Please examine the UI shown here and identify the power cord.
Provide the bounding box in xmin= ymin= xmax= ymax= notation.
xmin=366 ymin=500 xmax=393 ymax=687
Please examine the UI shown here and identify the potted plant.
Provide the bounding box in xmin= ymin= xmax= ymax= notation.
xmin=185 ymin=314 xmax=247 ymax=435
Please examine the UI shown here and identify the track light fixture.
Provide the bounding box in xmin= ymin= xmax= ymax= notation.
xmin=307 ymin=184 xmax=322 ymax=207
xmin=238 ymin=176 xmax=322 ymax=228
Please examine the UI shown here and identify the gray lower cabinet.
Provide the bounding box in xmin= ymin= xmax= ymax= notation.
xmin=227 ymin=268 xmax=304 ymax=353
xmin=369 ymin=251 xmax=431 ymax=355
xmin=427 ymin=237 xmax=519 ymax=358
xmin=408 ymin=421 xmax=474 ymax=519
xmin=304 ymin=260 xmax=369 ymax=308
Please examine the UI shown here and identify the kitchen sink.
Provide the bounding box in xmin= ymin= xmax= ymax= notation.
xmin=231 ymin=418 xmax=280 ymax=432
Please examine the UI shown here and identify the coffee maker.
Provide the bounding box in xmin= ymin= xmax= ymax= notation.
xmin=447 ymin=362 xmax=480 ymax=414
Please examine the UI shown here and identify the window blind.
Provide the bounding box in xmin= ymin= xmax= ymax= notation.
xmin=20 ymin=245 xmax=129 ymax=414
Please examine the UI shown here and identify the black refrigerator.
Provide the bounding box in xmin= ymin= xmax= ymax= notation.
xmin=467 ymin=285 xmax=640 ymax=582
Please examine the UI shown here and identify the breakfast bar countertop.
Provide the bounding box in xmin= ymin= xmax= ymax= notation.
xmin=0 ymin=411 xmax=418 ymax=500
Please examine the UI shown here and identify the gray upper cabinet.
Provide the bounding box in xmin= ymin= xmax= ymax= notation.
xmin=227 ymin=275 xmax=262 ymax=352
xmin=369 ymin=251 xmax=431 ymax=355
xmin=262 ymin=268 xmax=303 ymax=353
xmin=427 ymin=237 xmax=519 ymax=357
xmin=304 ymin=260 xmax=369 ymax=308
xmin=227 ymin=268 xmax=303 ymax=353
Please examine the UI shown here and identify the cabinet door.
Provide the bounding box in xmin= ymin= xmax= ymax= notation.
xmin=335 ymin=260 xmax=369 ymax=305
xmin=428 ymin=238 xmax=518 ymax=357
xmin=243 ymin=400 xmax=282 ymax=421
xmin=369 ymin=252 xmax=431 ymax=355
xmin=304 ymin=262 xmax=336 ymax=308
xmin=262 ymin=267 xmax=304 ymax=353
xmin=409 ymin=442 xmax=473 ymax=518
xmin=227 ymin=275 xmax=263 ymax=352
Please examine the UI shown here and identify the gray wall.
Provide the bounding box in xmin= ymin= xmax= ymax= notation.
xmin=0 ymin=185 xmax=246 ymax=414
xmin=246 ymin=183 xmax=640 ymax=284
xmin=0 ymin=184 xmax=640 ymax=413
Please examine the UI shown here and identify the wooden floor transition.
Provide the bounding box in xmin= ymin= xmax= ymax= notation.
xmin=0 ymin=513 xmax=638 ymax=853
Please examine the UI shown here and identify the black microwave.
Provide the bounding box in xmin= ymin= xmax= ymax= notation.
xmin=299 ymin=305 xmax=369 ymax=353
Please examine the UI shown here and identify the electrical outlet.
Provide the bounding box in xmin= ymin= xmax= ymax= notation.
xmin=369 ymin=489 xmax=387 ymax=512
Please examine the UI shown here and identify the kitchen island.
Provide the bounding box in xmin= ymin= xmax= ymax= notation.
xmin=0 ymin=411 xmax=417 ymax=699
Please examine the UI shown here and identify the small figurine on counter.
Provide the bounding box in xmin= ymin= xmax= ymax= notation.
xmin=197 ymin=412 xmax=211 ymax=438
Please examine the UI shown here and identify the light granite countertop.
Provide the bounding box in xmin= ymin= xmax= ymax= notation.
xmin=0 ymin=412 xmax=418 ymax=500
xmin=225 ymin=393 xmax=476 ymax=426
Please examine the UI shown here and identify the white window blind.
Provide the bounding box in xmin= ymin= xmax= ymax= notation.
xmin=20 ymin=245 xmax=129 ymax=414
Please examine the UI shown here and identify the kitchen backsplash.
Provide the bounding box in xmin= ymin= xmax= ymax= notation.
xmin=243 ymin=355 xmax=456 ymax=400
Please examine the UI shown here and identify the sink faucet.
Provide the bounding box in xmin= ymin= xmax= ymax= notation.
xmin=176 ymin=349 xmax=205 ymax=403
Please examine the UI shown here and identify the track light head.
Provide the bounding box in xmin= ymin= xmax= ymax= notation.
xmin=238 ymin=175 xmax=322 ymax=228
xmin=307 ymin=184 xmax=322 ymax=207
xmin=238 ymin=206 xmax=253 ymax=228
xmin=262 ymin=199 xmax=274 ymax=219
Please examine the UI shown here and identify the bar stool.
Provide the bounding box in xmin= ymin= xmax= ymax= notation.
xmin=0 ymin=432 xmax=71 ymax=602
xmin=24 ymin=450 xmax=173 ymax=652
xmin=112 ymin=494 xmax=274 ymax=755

____

» **Exercise objective**
Format every line of the entries above as a numbered list, omitting any blank lines.

» **Completed exercise**
1. Please examine the UI shown here and identify the power cord.
2. Provide the bounding box in xmin= ymin= xmax= ymax= notation.
3. xmin=366 ymin=500 xmax=393 ymax=687
4. Please examine the UI shown here and identify the potted plant.
5. Provide the bounding box in xmin= ymin= xmax= ymax= notation.
6. xmin=185 ymin=314 xmax=247 ymax=435
7. Please examine the UI shown here and identify the track light fixture.
8. Provide the bounding box in xmin= ymin= xmax= ymax= notation.
9. xmin=307 ymin=184 xmax=322 ymax=207
10. xmin=238 ymin=176 xmax=322 ymax=228
11. Please examine the UI shown here and identify the gray lower cabinet.
12. Provide the bounding box in xmin= ymin= xmax= ymax= notation.
13. xmin=227 ymin=268 xmax=304 ymax=353
14. xmin=369 ymin=251 xmax=431 ymax=355
15. xmin=427 ymin=237 xmax=519 ymax=358
16. xmin=408 ymin=421 xmax=474 ymax=519
17. xmin=304 ymin=260 xmax=369 ymax=308
18. Please examine the UI shown here and identify the kitchen sink.
19. Provide the bounding box in xmin= ymin= xmax= ymax= notation.
20. xmin=231 ymin=418 xmax=280 ymax=432
21. Please examine the UI shown here and identify the coffee maker.
22. Provide the bounding box in xmin= ymin= xmax= ymax= notation.
23. xmin=447 ymin=362 xmax=480 ymax=414
24. Please examine the UI shown here and identify the window blind.
25. Provide the bounding box in xmin= ymin= xmax= ymax= notation.
26. xmin=20 ymin=245 xmax=129 ymax=414
27. Please examine the UI shown here and identify the black refrigerator.
28. Provide the bounding box in xmin= ymin= xmax= ymax= notation.
29. xmin=467 ymin=285 xmax=640 ymax=582
30. Please examine the UI shown here and identify the breakfast bar countertop.
31. Provide the bounding box in xmin= ymin= xmax= ymax= notation.
32. xmin=0 ymin=411 xmax=418 ymax=500
33. Please examine the UI shown here and identify the gray upper cabinet.
34. Provide the bounding box in xmin= ymin= xmax= ymax= notation.
35. xmin=227 ymin=275 xmax=262 ymax=352
36. xmin=369 ymin=251 xmax=431 ymax=355
37. xmin=262 ymin=268 xmax=303 ymax=353
38. xmin=427 ymin=237 xmax=519 ymax=357
39. xmin=304 ymin=260 xmax=369 ymax=308
40. xmin=227 ymin=268 xmax=303 ymax=353
41. Please examine the UI shown here and identify the cabinet door.
42. Provide the bounding box in xmin= ymin= xmax= ymax= notation.
43. xmin=335 ymin=260 xmax=369 ymax=305
44. xmin=428 ymin=238 xmax=518 ymax=357
45. xmin=243 ymin=400 xmax=282 ymax=421
46. xmin=369 ymin=252 xmax=431 ymax=355
47. xmin=304 ymin=262 xmax=336 ymax=308
48. xmin=262 ymin=267 xmax=304 ymax=353
49. xmin=409 ymin=442 xmax=473 ymax=518
50. xmin=227 ymin=275 xmax=263 ymax=352
51. Please examine the UI shown here and identify the gray wall.
52. Provide the bounding box in xmin= ymin= xmax= ymax= notation.
53. xmin=0 ymin=185 xmax=246 ymax=414
54. xmin=246 ymin=183 xmax=640 ymax=284
55. xmin=0 ymin=184 xmax=640 ymax=413
56. Please examine the UI shown here and identify the wooden floor transition.
57. Provide the bounding box in xmin= ymin= xmax= ymax= notation.
58. xmin=0 ymin=513 xmax=638 ymax=853
59. Please examine the UI shown here and identify the black microwave.
60. Provide the bounding box in xmin= ymin= xmax= ymax= notation.
61. xmin=299 ymin=305 xmax=369 ymax=353
62. Please examine the UI shown here and identify the electrical outlet.
63. Provide the bounding box in xmin= ymin= xmax= ymax= notation.
64. xmin=369 ymin=489 xmax=387 ymax=512
65. Please examine the UI shown here and identify the kitchen island.
66. Provide the bounding box in xmin= ymin= xmax= ymax= notation.
67. xmin=0 ymin=411 xmax=417 ymax=699
68. Please examine the UI shown here and identify the small figurine on counter.
69. Provide the bounding box in xmin= ymin= xmax= ymax= notation.
70. xmin=197 ymin=412 xmax=211 ymax=438
71. Please examine the UI shown here and identify the light granite countertop.
72. Provide the bounding box in xmin= ymin= xmax= ymax= notation.
73. xmin=0 ymin=412 xmax=418 ymax=500
74. xmin=225 ymin=393 xmax=476 ymax=426
75. Please examine the UI shown here and identify the white window blind.
76. Provide the bounding box in xmin= ymin= xmax= ymax= notation.
77. xmin=20 ymin=245 xmax=129 ymax=414
78. Please examine the UI shown here and identify the kitchen backsplash.
79. Provide the bounding box in xmin= ymin= xmax= ymax= notation.
80. xmin=243 ymin=355 xmax=456 ymax=400
81. Please examine the UI shown here and identify the sink faucet.
82. Provide the bounding box in xmin= ymin= xmax= ymax= notation.
83. xmin=176 ymin=349 xmax=205 ymax=403
84. Please examine the UI shown here and identify the track light head.
85. Provide the bounding box in xmin= ymin= xmax= ymax= notation.
86. xmin=238 ymin=175 xmax=322 ymax=228
87. xmin=307 ymin=184 xmax=322 ymax=207
88. xmin=238 ymin=206 xmax=253 ymax=228
89. xmin=262 ymin=199 xmax=274 ymax=219
90. Please examine the UI shown here and identify the bar stool.
91. Provide the bounding box in xmin= ymin= xmax= ymax= notation.
92. xmin=0 ymin=432 xmax=71 ymax=602
93. xmin=24 ymin=450 xmax=173 ymax=652
94. xmin=112 ymin=494 xmax=274 ymax=755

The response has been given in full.